### Consignes:
1. Extrayez de la critique théâtrale le passage qui va de « Mais le destin » jusqu'à « à la ruiner. ».
2. Répondez à ces questions d'après la critique théâtrale :
(a) Quel métier exerce Mado ?
(b) À quelle date a lieu la soirée électorale où les deux personnages se rencontrent ?
(c) Dans quel théâtre la pièce est-elle jouée ?
3. Reformulez sous forme de liste le paragraphe de la critique théâtrale qui commence par « Mado le trouve », en conservant ses faits essentiels.

### Extrait choisi:
07/09/2016
Intelligemment politique
Ah ! si le garçon de café (Arnaud Pfeiffer), n’avait pas étourdiment confondu les portables de Mado (Rachel Arditi) et d’Alexandre (Thibault de Montalembert), ces deux-là, que tout séparait, ne se seraient jamais rencontrés… Surtout ce soir de premier tour des élections présidentielles, ce 23 avril 2017.
Elle, jeune professeur d’histoire, plutôt écolo de gauche et pas sûre de ses choix politiques, n’aurait jamais fréquenté cet avocat, sorte de Tixier-Vignancour jeune et moderne, engagé au Front National, catholique déterminé, soutien militant et très actif de la candidate à l’élection présidentielle.
Mais le destin en ayant décidé autrement, l’amour-propre du frontiste, le coup de foudre de la jeune indécise, le verre de l’amitié aidant et quelque diable aussi les poussant, ils se sont aimés charnellement, se sont plu, se sont revus et ne peuvent plus se séparer.
Mado le trouve « drôle, sensible et intelligent », mais son amie Andréa (Ludivine de Chastenet), marxiste et féministe, le soupçonne de dissimuler son vrai visage. Elle s’indigne quand elle découvre la vérité. Louis (Bertrand Combe) militant à l’extrême droite, trouve cette liaison anormale et s’emploie à la ruiner.
Les jeux de la politique sont plus dangereux au théâtre que les jeux de l’amour, et certains esprits timorés les évitent. Salomé Lelouch dans son Politiquement correct les croise avec art et intelligence. Sa pièce est un bijou. Sa mise en scène, avec des changements à vue fluides, donne à la fable un rythme implacable. Les comédiens sont parfaits.
On peut bien arguer que cette rencontre semble impossible, chaque réplique sonne juste, chaque trait fait mouche. Preuve que la politique peut faire du bon théâtre quand elle assied une histoire solide, terriblement humaine, parce que ses personnages s'incarnent dans une réalité que nous reconnaissons.
On rit beaucoup de retrouver l’actualité toute nue sous les arguties de l’un et les tergiversations de l’autre, et on s’attache à cette fragile Antigone que la raison d’État, va sacrifier, comme il se doit.
Car ceci n’est peut-être pas une histoire, mais la prémonition de ce qui pourrait nous arriver…
Photos © Christophe de Vootz
Politiquement correct écrit et mis en scène par Salomé Lelouch
Théâtre de la Pépinière
du mardi au samedi à 21h et samedi à 16h
01 42 61 44 16
16:41 Écrit par Dadumas dans Blog, culture, Histoire, Littérature, Livre, Politique, Théâtre | Lien permanent | Commentaires (0) | Tags : théâtre, pépinière, salomé lelouch, rachel arditi, thibaut de montalembert | Facebook | | Imprimer
05/09/2016
Balade hugolienne
Julien Rochefort aime Victor Hugo. Il a choisi de le faire découvrir, avec le Voyage aux Pyrénées, celui de 1843, qui, commence le 20 juillet sur un ton primesautier, et s’interrompt brutalement à Rochefort, le 8 septembre, à la lecture du Siècle, qui relate la mort de Léopoldine.

### Jeu de données:
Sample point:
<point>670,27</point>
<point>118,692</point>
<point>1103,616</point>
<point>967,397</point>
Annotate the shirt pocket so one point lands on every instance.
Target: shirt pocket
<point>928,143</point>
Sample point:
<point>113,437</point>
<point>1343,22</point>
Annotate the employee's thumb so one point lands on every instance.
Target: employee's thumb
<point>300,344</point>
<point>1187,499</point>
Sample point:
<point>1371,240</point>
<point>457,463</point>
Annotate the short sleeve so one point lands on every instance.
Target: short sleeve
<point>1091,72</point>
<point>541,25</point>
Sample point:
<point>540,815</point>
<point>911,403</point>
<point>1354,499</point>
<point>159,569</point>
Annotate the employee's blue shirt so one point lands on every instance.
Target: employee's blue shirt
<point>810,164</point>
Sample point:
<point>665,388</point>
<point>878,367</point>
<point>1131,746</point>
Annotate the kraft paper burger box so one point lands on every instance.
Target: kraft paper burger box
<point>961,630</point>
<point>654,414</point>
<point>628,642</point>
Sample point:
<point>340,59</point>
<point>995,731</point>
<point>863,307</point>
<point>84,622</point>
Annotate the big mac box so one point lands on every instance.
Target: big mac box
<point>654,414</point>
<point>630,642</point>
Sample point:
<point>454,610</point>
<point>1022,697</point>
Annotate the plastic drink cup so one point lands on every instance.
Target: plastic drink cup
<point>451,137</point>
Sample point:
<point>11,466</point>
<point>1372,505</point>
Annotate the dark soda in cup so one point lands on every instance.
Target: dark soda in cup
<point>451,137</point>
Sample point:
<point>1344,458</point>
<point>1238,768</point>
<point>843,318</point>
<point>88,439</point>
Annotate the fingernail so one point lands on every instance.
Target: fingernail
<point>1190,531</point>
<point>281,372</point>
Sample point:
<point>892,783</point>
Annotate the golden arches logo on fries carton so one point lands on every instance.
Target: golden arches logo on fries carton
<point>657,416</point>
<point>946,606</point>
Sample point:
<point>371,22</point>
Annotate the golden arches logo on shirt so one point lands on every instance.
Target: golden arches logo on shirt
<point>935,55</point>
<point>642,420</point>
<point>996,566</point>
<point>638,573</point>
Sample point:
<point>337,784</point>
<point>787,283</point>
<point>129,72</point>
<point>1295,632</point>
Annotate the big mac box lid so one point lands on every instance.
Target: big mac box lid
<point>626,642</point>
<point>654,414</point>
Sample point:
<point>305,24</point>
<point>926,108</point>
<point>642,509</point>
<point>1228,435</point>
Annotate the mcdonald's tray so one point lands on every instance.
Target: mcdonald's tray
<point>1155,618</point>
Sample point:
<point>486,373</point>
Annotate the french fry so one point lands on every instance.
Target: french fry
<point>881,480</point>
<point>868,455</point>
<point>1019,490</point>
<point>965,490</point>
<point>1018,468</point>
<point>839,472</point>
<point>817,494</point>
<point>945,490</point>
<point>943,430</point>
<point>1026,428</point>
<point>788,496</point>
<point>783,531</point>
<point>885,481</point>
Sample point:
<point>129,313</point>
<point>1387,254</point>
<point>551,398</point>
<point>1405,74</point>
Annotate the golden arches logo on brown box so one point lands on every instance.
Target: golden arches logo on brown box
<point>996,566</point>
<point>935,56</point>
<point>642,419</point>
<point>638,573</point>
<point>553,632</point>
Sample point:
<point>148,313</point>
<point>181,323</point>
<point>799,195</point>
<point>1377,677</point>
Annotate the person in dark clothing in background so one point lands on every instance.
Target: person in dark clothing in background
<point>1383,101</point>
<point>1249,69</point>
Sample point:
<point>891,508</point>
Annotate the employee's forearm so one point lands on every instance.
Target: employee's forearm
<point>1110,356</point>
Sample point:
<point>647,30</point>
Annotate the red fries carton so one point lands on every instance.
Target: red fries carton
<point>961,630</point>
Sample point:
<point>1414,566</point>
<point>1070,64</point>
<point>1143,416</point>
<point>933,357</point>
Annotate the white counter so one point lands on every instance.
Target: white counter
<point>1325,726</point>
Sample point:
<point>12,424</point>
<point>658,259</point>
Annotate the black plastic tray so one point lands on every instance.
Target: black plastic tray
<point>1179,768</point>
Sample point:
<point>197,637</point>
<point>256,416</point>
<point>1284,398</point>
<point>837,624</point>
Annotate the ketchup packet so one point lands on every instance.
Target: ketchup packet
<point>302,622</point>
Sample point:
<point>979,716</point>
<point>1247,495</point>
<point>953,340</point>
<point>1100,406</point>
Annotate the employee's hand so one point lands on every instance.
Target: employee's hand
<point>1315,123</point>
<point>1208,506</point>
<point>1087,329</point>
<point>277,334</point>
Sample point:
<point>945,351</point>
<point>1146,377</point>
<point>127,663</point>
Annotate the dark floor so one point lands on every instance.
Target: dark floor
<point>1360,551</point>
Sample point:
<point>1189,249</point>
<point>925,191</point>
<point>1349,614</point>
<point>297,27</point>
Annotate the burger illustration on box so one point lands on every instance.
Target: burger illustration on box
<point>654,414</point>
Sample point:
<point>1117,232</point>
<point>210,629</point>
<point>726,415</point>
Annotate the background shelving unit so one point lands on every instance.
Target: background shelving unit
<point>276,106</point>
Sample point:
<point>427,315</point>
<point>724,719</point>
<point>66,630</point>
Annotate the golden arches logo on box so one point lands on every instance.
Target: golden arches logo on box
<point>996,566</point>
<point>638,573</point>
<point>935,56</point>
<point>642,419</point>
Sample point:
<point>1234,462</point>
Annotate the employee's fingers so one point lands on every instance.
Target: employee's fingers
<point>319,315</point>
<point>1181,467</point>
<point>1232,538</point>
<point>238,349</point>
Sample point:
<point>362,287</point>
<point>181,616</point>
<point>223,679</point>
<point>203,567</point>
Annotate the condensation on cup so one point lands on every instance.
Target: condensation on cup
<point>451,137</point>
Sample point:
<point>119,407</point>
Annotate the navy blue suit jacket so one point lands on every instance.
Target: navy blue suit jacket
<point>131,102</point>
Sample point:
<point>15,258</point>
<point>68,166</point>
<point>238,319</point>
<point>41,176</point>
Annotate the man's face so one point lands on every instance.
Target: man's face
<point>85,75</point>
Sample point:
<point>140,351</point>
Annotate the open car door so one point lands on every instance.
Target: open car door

### Réponses par consigne:
1.
Mais le destin en ayant décidé autrement, l’amour-propre du frontiste, le coup de foudre de la jeune indécise, le verre de l’amitié aidant et quelque diable aussi les poussant, ils se sont aimés charnellement, se sont plu, se sont revus et ne peuvent plus se séparer.
Mado le trouve « drôle, sensible et intelligent », mais son amie Andréa (Ludivine de Chastenet), marxiste et féministe, le soupçonne de dissimuler son vrai visage. Elle s’indigne quand elle découvre la vérité. Louis (Bertrand Combe) militant à l’extrême droite, trouve cette liaison anormale et s’emploie à la ruiner.

2.
(a) Elle est jeune professeur d'histoire.
(b) Le 23 avril 2017, soir du premier tour des élections présidentielles.
(c) Au Théâtre de la Pépinière.

3.
- Mado trouve Alexandre « drôle, sensible et intelligent ».
- Son amie Andréa, marxiste et féministe, le soupçonne de dissimuler son vrai visage et s'indigne en découvrant la vérité.
- Louis, militant d'extrême droite, juge cette liaison anormale et s'emploie à la ruiner.